## WORK ORDER A
From the Kochava article, extract the span between "Kochava will provide" and "doing for advertisers.", inclusive.
## WORK ORDER B
Continue the article on Kochava and Apple's IDFA retirement, picking up right after its last sentence.

## PROVIDED TEXT
--*--

As for Kochava’s overall business, Manning said, “We have continued to progress. Despite the pandemic, we’ve continued to grow and remain profitable as a business. And I am so grateful.”
“There’s a greater focus on tools that enable publishers who monetize through ads to do so in a way that is compliant with all these kinds of changing dynamics in the ecosystem,” Manning added. “In particular, mobile publishers who are monetizing through ads now have to contend at least on iOS with SKAd Network enabling that process.”
Kochava will provide first-party measurement to publishers that are doing ad monetization. That’s distinct from what the company has been doing for advertisers.
“We’re enabling media buyers to find and plan their media sources and to understand metadata about those sources,” Manning said. “Metrics around the audiences that those media sources represent are things like our Kochava Traffic Index. Publishers can upload their first-party data on the segments that are applicable to them, and advertisers can find those segments of the audience and target them with the use of an IDFA.”
How Thalamus and the Kochava Media Index help with IDFA
While Apple is retiring the IDFA, it is offering its SKAd Network as a way to get some performance data (not in real time) and targeting results in a way that does not affect user privacy.

--*--

## Records drawn from a dataset

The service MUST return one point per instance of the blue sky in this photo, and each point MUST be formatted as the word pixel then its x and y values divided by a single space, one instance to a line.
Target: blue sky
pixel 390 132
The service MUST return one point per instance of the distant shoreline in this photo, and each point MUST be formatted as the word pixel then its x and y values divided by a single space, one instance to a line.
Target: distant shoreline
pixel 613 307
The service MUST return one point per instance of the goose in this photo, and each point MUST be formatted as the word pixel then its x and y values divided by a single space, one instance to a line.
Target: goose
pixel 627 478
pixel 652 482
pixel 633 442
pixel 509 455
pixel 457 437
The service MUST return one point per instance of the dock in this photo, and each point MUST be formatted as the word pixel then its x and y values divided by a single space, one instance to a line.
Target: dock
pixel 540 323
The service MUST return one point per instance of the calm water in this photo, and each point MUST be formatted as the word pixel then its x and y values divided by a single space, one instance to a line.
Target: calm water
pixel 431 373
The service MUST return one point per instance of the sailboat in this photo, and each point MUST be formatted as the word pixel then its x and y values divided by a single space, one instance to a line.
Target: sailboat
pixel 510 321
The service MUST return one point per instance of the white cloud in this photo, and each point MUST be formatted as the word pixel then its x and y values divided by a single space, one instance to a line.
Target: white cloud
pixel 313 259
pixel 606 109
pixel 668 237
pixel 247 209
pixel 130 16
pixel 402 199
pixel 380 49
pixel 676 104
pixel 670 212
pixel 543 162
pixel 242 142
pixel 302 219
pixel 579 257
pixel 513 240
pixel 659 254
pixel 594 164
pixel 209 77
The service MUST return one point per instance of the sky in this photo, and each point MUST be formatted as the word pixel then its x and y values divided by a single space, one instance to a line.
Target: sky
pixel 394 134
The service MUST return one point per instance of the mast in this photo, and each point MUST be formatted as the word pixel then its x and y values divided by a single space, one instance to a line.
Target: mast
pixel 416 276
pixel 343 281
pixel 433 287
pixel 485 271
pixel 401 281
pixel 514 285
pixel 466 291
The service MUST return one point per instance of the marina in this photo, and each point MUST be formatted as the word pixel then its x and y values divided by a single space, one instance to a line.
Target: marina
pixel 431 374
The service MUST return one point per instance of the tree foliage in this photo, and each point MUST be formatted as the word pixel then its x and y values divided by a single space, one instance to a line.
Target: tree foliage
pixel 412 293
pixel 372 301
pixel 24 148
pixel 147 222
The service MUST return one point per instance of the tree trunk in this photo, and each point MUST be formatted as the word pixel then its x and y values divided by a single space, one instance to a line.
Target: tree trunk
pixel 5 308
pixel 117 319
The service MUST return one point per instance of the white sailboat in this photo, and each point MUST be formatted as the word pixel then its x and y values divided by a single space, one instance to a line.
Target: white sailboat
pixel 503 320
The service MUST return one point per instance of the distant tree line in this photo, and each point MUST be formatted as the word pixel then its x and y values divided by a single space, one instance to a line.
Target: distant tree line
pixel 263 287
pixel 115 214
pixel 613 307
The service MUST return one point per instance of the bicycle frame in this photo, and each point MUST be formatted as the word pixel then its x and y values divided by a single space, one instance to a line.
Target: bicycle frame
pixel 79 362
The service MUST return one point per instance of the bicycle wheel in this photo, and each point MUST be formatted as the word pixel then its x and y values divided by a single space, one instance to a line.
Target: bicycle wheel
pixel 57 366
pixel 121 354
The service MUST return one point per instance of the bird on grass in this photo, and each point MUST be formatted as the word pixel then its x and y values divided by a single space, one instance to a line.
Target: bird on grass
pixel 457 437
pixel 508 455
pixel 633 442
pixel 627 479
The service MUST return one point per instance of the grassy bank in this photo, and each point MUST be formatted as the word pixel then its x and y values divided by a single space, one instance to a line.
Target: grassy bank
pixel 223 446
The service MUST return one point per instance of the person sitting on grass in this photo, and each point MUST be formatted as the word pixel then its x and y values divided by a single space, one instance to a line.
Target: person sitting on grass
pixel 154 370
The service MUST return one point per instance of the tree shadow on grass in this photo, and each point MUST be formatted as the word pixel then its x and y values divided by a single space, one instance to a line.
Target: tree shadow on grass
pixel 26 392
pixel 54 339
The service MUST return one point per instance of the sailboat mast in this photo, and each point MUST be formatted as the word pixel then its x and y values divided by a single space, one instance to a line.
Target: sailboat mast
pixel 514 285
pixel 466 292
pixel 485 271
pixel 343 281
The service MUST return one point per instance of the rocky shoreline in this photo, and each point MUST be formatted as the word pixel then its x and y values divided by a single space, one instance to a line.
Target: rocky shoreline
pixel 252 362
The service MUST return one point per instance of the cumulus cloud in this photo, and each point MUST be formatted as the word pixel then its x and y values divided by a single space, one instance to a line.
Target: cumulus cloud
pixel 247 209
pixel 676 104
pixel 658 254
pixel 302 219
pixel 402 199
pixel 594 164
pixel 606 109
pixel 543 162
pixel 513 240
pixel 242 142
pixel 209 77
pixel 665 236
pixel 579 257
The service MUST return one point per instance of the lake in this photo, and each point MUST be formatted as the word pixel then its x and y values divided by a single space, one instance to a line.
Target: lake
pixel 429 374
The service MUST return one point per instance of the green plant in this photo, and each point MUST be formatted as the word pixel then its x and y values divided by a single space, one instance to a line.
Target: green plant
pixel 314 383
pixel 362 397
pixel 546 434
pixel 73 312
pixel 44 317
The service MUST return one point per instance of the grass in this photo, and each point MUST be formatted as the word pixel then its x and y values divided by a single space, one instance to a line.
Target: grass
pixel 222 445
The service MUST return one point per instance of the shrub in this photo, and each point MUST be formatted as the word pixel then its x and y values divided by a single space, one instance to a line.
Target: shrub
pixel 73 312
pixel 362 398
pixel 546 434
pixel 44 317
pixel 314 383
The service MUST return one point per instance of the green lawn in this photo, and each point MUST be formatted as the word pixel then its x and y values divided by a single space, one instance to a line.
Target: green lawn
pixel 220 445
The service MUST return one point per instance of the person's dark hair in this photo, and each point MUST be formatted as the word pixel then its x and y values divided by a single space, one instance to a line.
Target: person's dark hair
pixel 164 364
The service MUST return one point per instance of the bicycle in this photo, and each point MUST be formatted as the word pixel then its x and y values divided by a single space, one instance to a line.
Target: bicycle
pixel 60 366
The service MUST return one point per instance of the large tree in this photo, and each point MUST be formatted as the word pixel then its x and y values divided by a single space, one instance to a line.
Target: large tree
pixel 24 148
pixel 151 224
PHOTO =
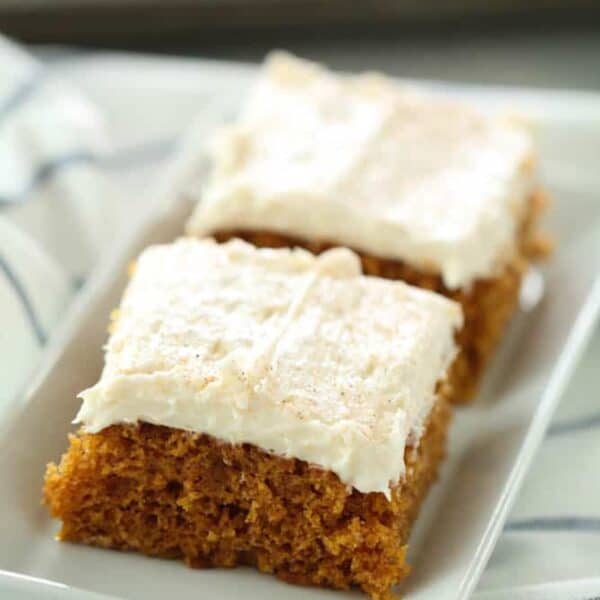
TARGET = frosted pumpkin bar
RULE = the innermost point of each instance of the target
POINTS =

--*--

## TASK RESPONSE A
Kochava will provide first-party measurement to publishers that are doing ad monetization. That’s distinct from what the company has been doing for advertisers.

## TASK RESPONSE B
Manning said the shift isn’t necessarily disruptive for Kochava, which is positioning itself to provide tools for brands, advertisers, and publishers that need to manage all of their advertising and inventory — including effectively using SKAd Network.
“I would argue [Apple’s move is] disruptive to the whole industry. It’s absolutely a change in the whole space,” he said. “But it’s not disruptive in a way where once there was a way to measure and now there is no way to measure. Instead, the way it’s disruptive is there once was a way to have record level measurement. Now, you can still measure, but it’s fundamentally different. And it’s going to affect every single person in the ecosystem in the process. And so what we’ve done over the course of the last several months is really retrofit our entire stack so that we can support SKAd Network (which is Apple’s kind of proposed approach to doing ad measurement). And in so doing, we really endeavor to have the best implementation of SKAd Network in the industry. That was the focal point.”
Apple has also clarified the things measurement companies can do with respect to fingerprinting, or using details to identify users without the IDFA. Apple said it doesn’t want advertisers or third-party companies to employ these workarounds, and Kochava will comply with its wishes, Manning said.
But one of the consequences of the IDFA change is that advertisers will have to use much more sophisticated tools to analyze their own users.
Manning said, “We went all-in on our SKAd Network capability and then proceeded to provide advertisers with first-party measurement and analytics capabilities, which is totally allowable by Apple,” He said this is permitted because advertisers in those cases have already secured opt-in from their users.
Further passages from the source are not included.